Your task - Copy the items below word for word, from the first line through the line containing "top-left (710, 530), bottom-right (760, 594)".

Region annotation entries
◆ ◆ ◆

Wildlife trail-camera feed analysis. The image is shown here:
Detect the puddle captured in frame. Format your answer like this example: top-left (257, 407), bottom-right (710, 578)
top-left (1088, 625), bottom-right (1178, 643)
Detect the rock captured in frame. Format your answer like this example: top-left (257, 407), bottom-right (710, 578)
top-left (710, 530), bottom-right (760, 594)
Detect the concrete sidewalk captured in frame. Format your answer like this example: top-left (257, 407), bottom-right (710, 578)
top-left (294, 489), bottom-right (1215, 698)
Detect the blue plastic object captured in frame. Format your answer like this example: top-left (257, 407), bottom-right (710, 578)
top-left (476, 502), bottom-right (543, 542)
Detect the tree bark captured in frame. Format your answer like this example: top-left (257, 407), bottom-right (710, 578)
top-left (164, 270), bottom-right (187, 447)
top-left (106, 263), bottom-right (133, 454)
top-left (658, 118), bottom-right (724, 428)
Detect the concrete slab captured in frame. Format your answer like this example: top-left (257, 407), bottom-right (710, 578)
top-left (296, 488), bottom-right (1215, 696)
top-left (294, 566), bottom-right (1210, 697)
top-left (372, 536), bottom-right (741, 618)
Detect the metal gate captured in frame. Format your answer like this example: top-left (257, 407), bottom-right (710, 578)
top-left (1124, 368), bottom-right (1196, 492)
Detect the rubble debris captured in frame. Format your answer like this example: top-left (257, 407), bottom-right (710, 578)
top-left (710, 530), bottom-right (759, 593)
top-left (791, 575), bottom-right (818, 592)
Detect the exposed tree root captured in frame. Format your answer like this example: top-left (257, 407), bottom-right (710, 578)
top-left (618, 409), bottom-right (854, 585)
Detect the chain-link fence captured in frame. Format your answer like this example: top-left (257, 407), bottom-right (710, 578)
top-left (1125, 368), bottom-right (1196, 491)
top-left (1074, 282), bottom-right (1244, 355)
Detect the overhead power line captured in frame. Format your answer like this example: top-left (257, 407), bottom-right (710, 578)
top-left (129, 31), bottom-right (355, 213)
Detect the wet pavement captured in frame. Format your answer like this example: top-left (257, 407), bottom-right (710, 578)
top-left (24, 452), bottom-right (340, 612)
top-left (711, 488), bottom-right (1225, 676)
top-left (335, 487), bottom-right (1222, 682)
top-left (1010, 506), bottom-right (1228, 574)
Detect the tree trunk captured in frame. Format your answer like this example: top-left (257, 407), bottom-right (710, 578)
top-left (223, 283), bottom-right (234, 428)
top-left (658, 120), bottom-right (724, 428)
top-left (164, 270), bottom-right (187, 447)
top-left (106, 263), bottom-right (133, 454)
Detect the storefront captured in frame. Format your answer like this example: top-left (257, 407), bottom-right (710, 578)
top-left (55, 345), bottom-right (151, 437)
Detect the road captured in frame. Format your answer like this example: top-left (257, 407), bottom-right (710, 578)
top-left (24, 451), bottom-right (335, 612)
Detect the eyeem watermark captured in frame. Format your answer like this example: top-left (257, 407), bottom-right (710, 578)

◆ ◆ ◆

Reply to the exercise -
Wildlife trail-camera feed analysis. The image is shown here:
Detect the puddle captured in frame. Format your answer like this example: top-left (257, 407), bottom-right (710, 578)
top-left (1088, 625), bottom-right (1178, 643)
Detect the rock captured in frame. Format your answer like this example: top-left (257, 407), bottom-right (710, 578)
top-left (710, 530), bottom-right (760, 594)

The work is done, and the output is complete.